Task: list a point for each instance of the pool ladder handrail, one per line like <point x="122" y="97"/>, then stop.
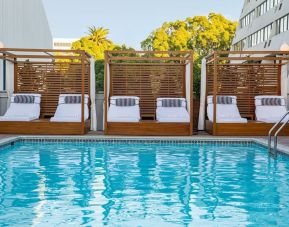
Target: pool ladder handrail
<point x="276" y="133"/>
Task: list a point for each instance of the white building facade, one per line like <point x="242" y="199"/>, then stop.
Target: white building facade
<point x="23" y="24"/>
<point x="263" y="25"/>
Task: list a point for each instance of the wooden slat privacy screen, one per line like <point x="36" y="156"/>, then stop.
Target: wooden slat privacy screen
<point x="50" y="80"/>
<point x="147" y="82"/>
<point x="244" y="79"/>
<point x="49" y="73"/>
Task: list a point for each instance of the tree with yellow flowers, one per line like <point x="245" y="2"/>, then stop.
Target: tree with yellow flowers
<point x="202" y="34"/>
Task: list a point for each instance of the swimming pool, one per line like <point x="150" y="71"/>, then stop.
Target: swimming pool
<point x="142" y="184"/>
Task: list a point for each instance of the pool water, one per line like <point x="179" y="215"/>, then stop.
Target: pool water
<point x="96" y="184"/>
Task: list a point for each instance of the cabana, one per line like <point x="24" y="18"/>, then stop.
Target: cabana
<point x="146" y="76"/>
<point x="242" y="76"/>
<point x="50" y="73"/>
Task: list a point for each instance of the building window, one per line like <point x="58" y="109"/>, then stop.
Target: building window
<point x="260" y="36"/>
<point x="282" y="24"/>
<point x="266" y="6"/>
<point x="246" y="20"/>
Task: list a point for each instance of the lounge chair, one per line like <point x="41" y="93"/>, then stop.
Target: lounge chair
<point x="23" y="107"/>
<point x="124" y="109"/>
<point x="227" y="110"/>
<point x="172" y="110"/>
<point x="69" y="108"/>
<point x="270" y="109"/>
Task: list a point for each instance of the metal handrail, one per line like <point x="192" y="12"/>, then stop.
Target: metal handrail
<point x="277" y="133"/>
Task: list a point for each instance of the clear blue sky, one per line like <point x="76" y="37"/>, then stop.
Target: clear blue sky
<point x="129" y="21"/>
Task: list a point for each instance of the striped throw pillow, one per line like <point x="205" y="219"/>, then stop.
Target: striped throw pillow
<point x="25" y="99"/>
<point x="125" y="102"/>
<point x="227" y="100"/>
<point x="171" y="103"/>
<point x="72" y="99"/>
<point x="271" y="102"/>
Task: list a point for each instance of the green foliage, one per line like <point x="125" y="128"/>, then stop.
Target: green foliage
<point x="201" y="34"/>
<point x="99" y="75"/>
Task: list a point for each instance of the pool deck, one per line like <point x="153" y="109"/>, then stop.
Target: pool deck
___
Yapılacak iş
Yukarıdaki verilerin tüm satırlarını baştan sona, hiçbir değişiklik yapmadan yeniden yazın; lütfen resimleri yanıta almayın.

Eksiksiz yanıt
Task: list a point for each instance of the pool ladder handrail, one per line like <point x="122" y="97"/>, then stop.
Target: pool ladder handrail
<point x="276" y="133"/>
Task: list a point for each instance of the white building facade, one per line like <point x="242" y="199"/>, then stop.
Target: white building facade
<point x="23" y="24"/>
<point x="263" y="25"/>
Task: list a point for each instance of the wooden slat privacy screen, one per line like <point x="36" y="156"/>, then stop.
Target: wooden slat privacy screen
<point x="50" y="80"/>
<point x="147" y="82"/>
<point x="244" y="79"/>
<point x="49" y="73"/>
Task: list a point for each instance of the tree with yellow flowers, one per line like <point x="245" y="2"/>, then stop.
Target: tree with yellow flowers
<point x="202" y="34"/>
Task: list a point for each instance of the swimming pool, one per line like <point x="150" y="71"/>, then stop.
Target: swimming pool
<point x="142" y="184"/>
Task: list a point for each instance of the pool water, one per line like <point x="179" y="215"/>, then stop.
Target: pool water
<point x="96" y="184"/>
Task: list a point for each instance of the cabana, one per line like <point x="24" y="18"/>, then stop.
Target: cabana
<point x="146" y="76"/>
<point x="242" y="76"/>
<point x="50" y="73"/>
Task: list a point for each instance of the building window, one per line like <point x="58" y="109"/>, then stop.
Target: building window
<point x="260" y="36"/>
<point x="282" y="24"/>
<point x="266" y="6"/>
<point x="246" y="20"/>
Task: list a point for each instance of the lounge chair, one per line like <point x="41" y="93"/>, then stop.
Target: lounge chair
<point x="23" y="107"/>
<point x="124" y="109"/>
<point x="227" y="110"/>
<point x="172" y="110"/>
<point x="69" y="108"/>
<point x="270" y="109"/>
Task: list a point for each instance of the metal handrail, one per line like <point x="192" y="12"/>, then stop.
Target: metal handrail
<point x="277" y="133"/>
Task: list a point for each instance of the clear blue sky, one per line like <point x="76" y="37"/>, then stop.
Target: clear blue sky
<point x="129" y="21"/>
Task: list a point for each instance of the striped throw pillow, one per line like <point x="205" y="219"/>, then stop.
Target: striped throw pillow
<point x="25" y="99"/>
<point x="125" y="102"/>
<point x="227" y="100"/>
<point x="171" y="103"/>
<point x="72" y="99"/>
<point x="271" y="102"/>
Task: list a point for each instance of the green foliage, one per line like <point x="125" y="128"/>, then stop.
Target: green foliage
<point x="201" y="34"/>
<point x="99" y="75"/>
Task: list a point for each instance of the pool deck, one per line like <point x="153" y="109"/>, then stop.
Target: pool deck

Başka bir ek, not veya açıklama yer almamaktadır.